Material provided:
-=-=-=-=-

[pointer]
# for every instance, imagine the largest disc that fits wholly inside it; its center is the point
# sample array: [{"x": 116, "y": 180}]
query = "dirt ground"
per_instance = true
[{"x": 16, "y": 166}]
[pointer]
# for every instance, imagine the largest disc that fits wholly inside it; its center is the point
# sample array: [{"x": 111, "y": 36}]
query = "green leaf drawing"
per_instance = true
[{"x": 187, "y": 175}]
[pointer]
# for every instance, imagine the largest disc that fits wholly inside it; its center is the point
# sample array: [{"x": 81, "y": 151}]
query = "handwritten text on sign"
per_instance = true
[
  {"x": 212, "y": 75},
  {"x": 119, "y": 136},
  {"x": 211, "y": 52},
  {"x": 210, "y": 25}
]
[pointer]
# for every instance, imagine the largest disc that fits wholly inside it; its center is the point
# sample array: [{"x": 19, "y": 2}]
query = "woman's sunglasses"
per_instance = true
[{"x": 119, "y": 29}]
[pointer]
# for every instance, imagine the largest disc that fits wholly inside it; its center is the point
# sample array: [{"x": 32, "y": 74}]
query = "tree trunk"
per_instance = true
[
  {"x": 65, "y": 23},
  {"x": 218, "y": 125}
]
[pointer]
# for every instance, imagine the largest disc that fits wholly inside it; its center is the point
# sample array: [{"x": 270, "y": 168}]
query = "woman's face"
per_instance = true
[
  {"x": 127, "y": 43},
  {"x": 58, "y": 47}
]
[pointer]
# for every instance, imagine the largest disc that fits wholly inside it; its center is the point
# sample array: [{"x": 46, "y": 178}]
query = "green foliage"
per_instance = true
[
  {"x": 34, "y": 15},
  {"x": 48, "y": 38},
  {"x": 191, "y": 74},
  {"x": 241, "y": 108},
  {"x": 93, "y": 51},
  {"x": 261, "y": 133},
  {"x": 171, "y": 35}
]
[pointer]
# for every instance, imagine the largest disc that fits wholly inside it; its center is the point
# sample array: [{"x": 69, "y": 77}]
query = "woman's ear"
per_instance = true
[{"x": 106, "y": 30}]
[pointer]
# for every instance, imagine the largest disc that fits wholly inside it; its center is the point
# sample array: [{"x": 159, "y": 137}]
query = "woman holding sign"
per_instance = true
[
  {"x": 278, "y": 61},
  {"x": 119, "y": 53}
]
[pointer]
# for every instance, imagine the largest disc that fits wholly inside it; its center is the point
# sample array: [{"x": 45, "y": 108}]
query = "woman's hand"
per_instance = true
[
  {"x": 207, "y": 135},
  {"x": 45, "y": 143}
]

-=-=-=-=-

Challenge:
Identify each line of the material above that contains the word "sign", and reproduce every such line in full.

Problem solution:
query = "handwritten text on sign"
query = "woman holding sign"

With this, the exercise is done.